§ Given instruction: Rewrite the entries from the line with "My team needs the bounding box for the small tree" up to and including the line with "[0, 94, 300, 128]" as a two-column CSV with the columns text and box. Give one row per entry, put each field in quotes, turn line breaks into spaces, and leave the pictures out.

(Raw records)
==========

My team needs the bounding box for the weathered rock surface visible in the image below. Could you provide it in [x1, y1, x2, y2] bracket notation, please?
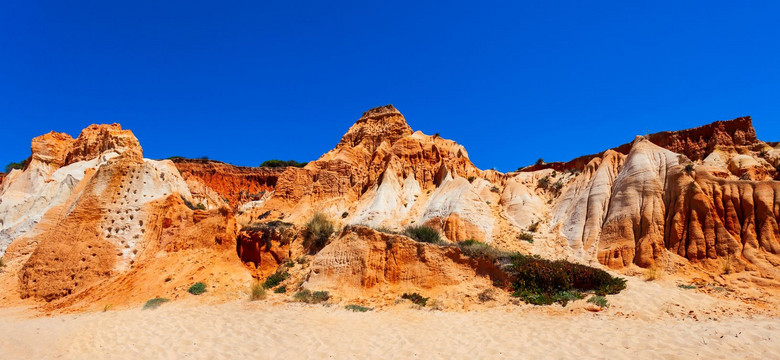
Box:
[174, 159, 284, 209]
[0, 105, 780, 307]
[250, 105, 496, 241]
[304, 226, 503, 299]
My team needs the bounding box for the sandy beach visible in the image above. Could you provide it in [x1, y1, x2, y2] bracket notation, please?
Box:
[0, 301, 780, 359]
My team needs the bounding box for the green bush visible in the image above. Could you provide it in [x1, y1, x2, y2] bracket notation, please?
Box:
[536, 176, 550, 189]
[401, 293, 430, 306]
[304, 213, 336, 250]
[458, 239, 509, 261]
[263, 272, 290, 289]
[144, 298, 170, 310]
[507, 254, 626, 305]
[249, 282, 266, 301]
[187, 282, 206, 295]
[588, 295, 609, 308]
[260, 159, 308, 167]
[344, 304, 372, 312]
[374, 226, 395, 234]
[3, 159, 30, 173]
[293, 289, 330, 304]
[404, 225, 442, 244]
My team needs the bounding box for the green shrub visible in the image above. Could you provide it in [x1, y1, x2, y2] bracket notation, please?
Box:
[3, 159, 30, 173]
[401, 293, 430, 306]
[458, 239, 508, 261]
[374, 226, 395, 234]
[404, 225, 442, 244]
[553, 180, 564, 192]
[144, 298, 170, 310]
[293, 289, 330, 304]
[507, 254, 626, 305]
[477, 289, 496, 302]
[263, 272, 290, 289]
[249, 282, 266, 301]
[344, 304, 372, 312]
[260, 159, 308, 167]
[588, 295, 609, 308]
[304, 213, 336, 250]
[187, 282, 206, 295]
[536, 176, 550, 189]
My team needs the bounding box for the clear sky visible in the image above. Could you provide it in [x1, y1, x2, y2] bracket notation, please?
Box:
[0, 0, 780, 171]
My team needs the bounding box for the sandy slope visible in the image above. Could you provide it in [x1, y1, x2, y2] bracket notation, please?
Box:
[0, 301, 780, 359]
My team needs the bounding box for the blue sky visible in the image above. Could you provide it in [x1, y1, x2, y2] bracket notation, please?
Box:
[0, 0, 780, 171]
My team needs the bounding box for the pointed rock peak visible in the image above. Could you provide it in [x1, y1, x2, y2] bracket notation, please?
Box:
[30, 131, 75, 167]
[337, 105, 412, 153]
[358, 104, 403, 122]
[66, 124, 143, 164]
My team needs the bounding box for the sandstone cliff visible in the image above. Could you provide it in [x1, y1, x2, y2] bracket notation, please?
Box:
[0, 105, 780, 308]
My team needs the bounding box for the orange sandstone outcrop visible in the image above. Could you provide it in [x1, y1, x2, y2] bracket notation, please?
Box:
[304, 226, 506, 299]
[257, 105, 496, 240]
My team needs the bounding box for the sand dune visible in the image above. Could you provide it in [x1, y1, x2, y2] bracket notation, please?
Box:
[0, 302, 780, 359]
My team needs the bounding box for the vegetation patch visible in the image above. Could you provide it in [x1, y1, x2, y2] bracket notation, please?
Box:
[249, 282, 266, 301]
[536, 176, 550, 189]
[304, 213, 336, 250]
[404, 225, 442, 244]
[588, 295, 609, 308]
[477, 289, 496, 302]
[517, 232, 534, 244]
[144, 298, 170, 310]
[263, 272, 290, 289]
[401, 293, 430, 306]
[458, 239, 509, 261]
[260, 159, 308, 168]
[3, 159, 30, 174]
[187, 282, 206, 295]
[344, 304, 373, 312]
[507, 254, 626, 306]
[293, 289, 330, 304]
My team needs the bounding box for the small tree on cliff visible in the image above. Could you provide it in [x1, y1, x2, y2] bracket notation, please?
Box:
[304, 213, 336, 251]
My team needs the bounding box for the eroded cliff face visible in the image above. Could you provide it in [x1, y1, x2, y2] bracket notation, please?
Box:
[174, 159, 284, 209]
[0, 105, 780, 307]
[552, 118, 780, 273]
[0, 124, 248, 307]
[252, 105, 497, 241]
[304, 226, 505, 299]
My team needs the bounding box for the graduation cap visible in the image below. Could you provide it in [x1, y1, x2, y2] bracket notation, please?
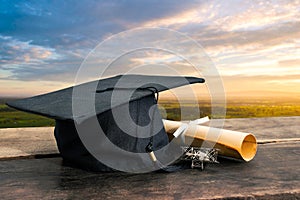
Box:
[7, 75, 204, 172]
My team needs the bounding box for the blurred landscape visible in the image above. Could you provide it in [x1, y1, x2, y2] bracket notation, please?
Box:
[0, 94, 300, 128]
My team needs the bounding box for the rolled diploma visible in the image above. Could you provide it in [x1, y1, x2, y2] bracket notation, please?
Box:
[163, 120, 257, 162]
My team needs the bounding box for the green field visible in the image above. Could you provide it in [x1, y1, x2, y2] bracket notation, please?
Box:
[0, 99, 300, 128]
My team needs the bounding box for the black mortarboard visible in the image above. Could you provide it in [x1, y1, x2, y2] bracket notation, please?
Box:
[7, 75, 204, 172]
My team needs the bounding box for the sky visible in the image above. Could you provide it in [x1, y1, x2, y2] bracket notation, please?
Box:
[0, 0, 300, 96]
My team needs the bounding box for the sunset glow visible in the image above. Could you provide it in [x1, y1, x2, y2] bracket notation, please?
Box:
[0, 0, 300, 97]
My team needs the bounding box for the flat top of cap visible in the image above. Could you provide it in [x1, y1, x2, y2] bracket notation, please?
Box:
[7, 75, 204, 120]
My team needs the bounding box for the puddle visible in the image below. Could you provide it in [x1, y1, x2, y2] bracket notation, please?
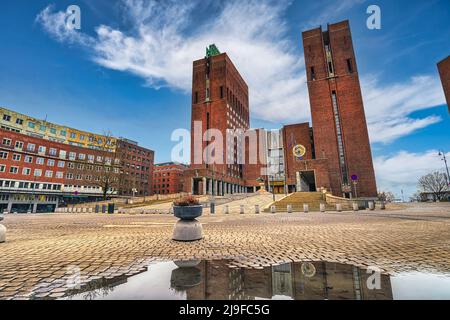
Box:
[64, 260, 450, 300]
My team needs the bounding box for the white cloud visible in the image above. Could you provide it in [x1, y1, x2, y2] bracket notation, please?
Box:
[37, 0, 445, 143]
[374, 150, 450, 200]
[361, 76, 445, 143]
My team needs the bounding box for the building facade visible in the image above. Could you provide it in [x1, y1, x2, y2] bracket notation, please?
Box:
[116, 138, 155, 196]
[0, 107, 116, 151]
[438, 56, 450, 112]
[0, 129, 120, 213]
[153, 162, 188, 194]
[185, 21, 377, 198]
[185, 45, 250, 194]
[0, 108, 154, 212]
[302, 21, 377, 197]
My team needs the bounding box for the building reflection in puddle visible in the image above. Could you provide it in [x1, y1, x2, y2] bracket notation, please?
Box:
[171, 261, 393, 300]
[64, 260, 393, 300]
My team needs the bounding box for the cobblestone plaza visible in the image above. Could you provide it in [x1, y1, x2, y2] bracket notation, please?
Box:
[0, 203, 450, 299]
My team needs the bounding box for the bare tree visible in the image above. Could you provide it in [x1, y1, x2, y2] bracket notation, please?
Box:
[94, 131, 120, 200]
[378, 191, 395, 202]
[419, 171, 449, 201]
[409, 191, 423, 202]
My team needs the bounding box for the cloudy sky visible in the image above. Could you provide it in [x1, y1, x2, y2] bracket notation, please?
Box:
[0, 0, 450, 195]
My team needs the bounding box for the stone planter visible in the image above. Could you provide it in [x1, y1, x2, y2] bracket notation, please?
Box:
[172, 205, 203, 241]
[0, 216, 6, 243]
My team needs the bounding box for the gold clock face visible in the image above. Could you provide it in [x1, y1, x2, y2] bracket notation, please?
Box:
[292, 144, 306, 158]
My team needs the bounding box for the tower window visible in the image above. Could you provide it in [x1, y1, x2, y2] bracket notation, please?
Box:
[311, 67, 316, 80]
[347, 59, 353, 73]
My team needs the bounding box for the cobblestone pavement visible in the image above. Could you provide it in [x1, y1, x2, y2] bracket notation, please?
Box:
[0, 204, 450, 299]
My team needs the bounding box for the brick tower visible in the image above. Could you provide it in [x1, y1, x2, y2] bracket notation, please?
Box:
[185, 45, 250, 195]
[302, 21, 377, 197]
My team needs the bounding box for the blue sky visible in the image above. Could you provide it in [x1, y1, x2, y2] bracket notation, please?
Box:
[0, 0, 450, 195]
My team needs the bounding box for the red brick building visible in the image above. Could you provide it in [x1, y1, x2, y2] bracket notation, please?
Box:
[185, 45, 250, 194]
[0, 129, 120, 212]
[153, 162, 187, 194]
[303, 21, 377, 197]
[185, 21, 377, 198]
[116, 138, 155, 196]
[438, 56, 450, 112]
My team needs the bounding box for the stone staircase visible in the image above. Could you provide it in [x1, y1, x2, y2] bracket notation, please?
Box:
[264, 192, 335, 212]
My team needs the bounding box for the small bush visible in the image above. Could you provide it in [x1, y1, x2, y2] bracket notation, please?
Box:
[173, 196, 200, 207]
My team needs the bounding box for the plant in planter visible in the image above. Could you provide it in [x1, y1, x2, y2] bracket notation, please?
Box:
[172, 196, 203, 241]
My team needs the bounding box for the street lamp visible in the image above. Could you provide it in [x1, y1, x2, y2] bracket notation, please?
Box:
[438, 151, 450, 185]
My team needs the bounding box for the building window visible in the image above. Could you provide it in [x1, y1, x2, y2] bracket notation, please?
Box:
[328, 61, 334, 74]
[311, 67, 316, 81]
[347, 59, 353, 73]
[9, 167, 19, 174]
[15, 141, 23, 150]
[27, 143, 36, 151]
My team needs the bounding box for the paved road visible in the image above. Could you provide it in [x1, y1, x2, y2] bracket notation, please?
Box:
[0, 203, 450, 299]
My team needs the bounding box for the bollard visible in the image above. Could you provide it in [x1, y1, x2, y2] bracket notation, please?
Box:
[320, 203, 325, 212]
[287, 204, 292, 213]
[222, 205, 230, 214]
[0, 216, 6, 243]
[0, 224, 6, 243]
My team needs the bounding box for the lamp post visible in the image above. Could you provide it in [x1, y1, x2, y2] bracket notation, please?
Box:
[439, 151, 450, 185]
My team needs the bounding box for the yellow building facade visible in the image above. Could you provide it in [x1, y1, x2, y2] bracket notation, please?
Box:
[0, 107, 117, 152]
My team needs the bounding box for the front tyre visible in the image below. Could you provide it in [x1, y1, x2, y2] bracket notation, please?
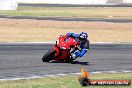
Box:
[42, 49, 55, 62]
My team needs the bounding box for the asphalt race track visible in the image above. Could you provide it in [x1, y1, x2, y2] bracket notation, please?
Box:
[18, 3, 132, 7]
[0, 43, 132, 79]
[0, 15, 132, 23]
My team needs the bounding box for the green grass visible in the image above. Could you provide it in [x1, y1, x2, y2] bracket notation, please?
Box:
[0, 6, 132, 18]
[0, 73, 132, 88]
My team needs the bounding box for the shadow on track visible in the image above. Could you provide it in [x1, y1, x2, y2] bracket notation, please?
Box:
[48, 61, 89, 65]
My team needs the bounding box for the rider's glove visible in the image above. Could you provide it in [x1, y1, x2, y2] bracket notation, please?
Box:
[71, 53, 76, 60]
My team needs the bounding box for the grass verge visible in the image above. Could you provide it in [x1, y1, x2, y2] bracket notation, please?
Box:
[0, 6, 132, 18]
[0, 73, 132, 88]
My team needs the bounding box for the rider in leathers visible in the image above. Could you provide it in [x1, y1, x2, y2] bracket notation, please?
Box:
[66, 32, 89, 60]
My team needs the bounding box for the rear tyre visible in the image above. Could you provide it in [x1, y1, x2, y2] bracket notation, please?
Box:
[42, 49, 55, 62]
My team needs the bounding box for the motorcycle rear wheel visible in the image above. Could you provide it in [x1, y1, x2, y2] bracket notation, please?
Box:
[42, 49, 56, 62]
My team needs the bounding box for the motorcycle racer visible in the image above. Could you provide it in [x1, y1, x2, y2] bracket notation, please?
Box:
[66, 32, 89, 60]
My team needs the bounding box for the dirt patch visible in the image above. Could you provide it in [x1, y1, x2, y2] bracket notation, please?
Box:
[0, 19, 132, 42]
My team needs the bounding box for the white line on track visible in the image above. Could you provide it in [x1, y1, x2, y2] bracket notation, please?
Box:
[0, 70, 132, 81]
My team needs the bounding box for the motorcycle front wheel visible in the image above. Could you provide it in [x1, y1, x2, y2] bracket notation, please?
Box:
[42, 49, 56, 62]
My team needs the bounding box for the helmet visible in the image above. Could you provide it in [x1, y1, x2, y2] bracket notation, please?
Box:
[79, 32, 88, 43]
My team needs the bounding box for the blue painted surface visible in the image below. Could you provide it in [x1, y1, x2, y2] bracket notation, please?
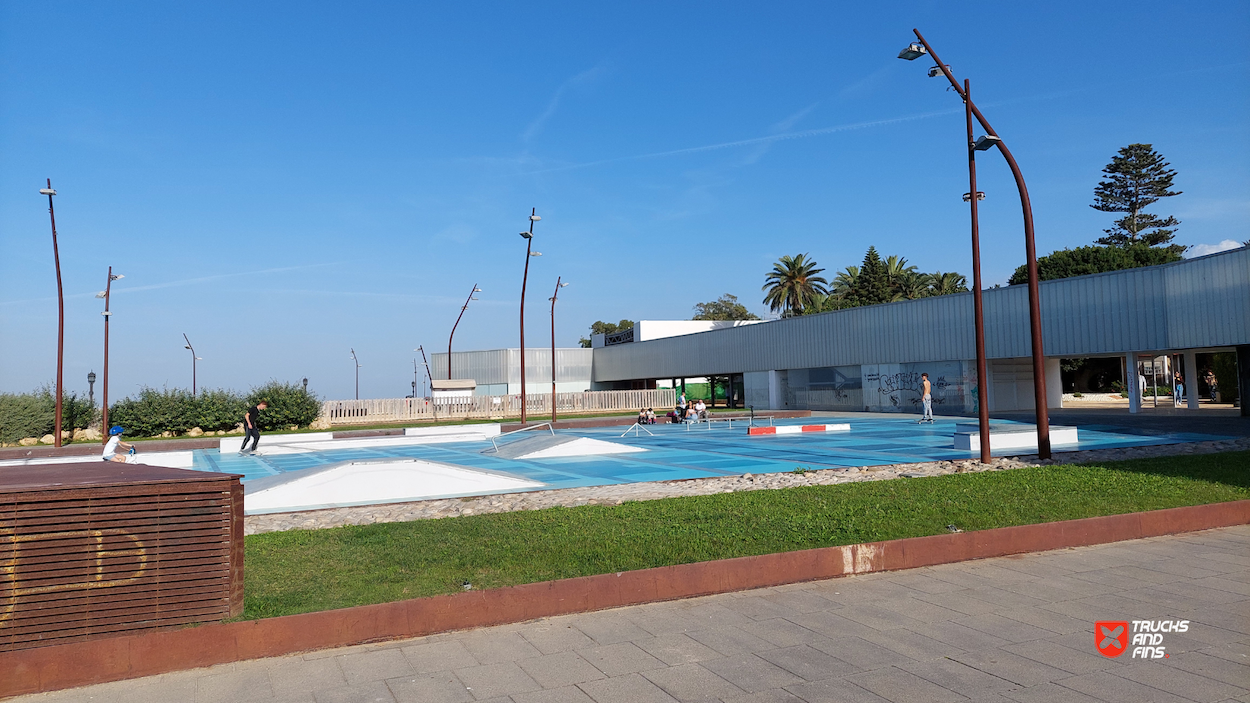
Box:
[195, 418, 1225, 502]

==========

§ Task output:
text,box
"My team needs the bounding box for the small tree on cliff visible in the image above. Could you provide it in [x1, y1, x2, y2] bracket notation, please? Box:","[304, 213, 336, 251]"
"My team needs the bounding box for the eroded cliff face visible in the image above. Could you provide it in [x1, y1, x2, y2] bracket notation, please? Box:","[174, 159, 284, 209] [0, 105, 780, 307] [552, 118, 780, 273] [0, 124, 248, 307] [252, 105, 497, 241] [304, 226, 505, 299]"
"My team needs the bounding box for the graduation cap visible in the image below. Could you provide it in [x1, y1, x2, y2] bracket notation, please? Box:","[7, 75, 204, 172]"
"My team needs the bounding box for the blurred landscape visible in the image above. Could you provide it in [x1, y1, x2, y2] bracket notation, please? Box:","[0, 94, 300, 128]"